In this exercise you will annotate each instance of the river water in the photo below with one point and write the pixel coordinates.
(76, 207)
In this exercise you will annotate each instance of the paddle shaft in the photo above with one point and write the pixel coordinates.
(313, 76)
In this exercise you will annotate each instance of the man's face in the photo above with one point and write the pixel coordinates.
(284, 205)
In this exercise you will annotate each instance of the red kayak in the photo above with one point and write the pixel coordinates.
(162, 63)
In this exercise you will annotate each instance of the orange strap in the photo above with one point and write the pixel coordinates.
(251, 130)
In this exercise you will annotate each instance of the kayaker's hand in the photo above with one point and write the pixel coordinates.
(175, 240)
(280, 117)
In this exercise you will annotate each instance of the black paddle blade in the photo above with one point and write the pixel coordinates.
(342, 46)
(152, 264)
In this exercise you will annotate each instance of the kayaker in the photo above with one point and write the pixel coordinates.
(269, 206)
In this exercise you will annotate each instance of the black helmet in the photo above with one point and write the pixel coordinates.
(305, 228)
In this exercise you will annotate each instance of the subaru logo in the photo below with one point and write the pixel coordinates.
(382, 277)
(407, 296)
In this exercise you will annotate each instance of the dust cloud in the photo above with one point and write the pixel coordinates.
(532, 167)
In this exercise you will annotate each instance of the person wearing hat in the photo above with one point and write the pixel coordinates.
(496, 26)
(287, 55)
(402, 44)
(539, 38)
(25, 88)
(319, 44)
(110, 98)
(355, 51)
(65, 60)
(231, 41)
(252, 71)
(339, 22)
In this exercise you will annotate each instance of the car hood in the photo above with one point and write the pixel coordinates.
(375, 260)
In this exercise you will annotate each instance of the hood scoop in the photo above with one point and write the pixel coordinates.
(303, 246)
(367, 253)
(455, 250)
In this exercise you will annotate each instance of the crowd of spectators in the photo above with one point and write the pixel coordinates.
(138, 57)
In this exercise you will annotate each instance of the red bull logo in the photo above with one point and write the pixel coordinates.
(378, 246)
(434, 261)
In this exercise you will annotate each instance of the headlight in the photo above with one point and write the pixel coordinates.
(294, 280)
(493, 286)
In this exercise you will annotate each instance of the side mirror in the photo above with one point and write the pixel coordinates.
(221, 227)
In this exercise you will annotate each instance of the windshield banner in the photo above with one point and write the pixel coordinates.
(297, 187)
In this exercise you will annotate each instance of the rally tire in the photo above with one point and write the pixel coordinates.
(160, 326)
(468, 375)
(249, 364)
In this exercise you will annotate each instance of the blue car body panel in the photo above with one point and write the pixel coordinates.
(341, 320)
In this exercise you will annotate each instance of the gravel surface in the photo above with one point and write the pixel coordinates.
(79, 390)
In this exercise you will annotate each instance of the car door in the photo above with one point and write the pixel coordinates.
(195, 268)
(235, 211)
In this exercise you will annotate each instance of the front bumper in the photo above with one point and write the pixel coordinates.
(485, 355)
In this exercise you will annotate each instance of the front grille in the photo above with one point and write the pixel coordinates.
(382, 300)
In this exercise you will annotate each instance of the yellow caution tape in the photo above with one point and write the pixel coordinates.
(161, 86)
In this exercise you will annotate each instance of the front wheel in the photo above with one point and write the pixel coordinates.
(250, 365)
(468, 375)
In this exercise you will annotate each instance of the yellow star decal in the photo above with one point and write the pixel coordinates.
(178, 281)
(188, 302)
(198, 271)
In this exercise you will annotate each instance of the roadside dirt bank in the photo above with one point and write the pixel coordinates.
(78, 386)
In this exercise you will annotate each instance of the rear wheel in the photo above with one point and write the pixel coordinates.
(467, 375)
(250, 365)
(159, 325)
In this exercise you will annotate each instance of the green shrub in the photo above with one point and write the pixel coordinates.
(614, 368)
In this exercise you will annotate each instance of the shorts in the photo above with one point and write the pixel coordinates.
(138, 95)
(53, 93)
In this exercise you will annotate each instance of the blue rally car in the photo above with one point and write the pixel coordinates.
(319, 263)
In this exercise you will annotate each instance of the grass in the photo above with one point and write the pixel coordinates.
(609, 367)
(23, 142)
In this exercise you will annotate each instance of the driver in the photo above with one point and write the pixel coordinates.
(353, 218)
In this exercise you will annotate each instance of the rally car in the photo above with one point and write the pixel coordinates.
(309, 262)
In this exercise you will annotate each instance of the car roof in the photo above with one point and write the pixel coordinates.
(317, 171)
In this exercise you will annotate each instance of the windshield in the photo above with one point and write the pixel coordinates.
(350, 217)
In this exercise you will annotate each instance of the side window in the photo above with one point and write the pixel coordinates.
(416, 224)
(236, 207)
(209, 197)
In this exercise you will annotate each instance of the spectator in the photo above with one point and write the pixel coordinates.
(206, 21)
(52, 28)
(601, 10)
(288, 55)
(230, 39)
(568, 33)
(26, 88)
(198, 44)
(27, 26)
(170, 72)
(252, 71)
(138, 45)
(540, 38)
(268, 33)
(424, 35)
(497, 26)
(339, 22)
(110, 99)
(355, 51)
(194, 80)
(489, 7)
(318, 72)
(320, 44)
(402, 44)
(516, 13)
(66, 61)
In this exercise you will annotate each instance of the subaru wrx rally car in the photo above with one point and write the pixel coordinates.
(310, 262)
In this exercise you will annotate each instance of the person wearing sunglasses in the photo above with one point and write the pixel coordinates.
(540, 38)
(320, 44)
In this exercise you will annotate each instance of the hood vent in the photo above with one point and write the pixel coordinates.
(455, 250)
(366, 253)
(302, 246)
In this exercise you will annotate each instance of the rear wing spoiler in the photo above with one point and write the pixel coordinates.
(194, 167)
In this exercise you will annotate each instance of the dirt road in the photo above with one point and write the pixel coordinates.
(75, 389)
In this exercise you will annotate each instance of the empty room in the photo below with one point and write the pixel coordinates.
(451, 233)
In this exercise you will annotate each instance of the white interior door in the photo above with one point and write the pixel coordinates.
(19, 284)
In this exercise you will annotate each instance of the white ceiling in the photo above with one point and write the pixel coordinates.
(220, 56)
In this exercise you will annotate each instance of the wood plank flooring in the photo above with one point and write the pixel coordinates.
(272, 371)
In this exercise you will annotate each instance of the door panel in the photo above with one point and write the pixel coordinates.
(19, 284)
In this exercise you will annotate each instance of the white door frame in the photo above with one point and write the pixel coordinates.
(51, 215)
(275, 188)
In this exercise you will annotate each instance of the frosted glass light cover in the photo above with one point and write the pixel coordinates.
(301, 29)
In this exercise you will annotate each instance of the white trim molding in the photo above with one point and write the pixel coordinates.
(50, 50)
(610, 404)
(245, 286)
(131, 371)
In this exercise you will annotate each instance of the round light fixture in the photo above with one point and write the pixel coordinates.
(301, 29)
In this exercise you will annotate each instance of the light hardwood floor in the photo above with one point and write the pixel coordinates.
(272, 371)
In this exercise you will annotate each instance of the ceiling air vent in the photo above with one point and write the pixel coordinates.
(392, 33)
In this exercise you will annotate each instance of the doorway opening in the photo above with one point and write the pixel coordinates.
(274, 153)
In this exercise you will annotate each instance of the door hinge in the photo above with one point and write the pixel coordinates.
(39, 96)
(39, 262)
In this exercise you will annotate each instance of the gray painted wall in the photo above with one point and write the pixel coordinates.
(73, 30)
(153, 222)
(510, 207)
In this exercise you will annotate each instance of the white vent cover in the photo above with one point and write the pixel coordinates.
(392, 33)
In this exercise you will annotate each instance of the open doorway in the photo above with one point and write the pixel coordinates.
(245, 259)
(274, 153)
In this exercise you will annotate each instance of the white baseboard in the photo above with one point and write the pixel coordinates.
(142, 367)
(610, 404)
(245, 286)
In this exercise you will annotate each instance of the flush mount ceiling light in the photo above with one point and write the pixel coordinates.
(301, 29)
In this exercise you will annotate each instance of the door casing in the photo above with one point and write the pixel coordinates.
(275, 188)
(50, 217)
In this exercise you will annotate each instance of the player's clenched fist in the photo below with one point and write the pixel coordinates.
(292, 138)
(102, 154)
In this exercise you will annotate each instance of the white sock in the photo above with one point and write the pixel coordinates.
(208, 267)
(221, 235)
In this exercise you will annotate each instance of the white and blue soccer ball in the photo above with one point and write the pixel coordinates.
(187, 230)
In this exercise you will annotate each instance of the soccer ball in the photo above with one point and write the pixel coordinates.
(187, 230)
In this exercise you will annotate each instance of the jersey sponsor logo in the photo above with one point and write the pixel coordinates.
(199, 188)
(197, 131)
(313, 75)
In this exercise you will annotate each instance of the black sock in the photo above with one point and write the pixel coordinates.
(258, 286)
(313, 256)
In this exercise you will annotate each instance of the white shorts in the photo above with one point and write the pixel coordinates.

--------------------------------------------------

*TASK DIRECTIONS*: Please copy nothing but the lines from the one that holds "the black sock" through the last line of the material above, exactly as written.

*REPLY TO THE EXERCISE*:
In this exercise you will annotate each instance of the black sock in the photo above with one point and write the pixel coordinates.
(258, 286)
(313, 256)
In this exercise you will annotate each instance of the white shorts in the photo above with one point and write the pixel coordinates.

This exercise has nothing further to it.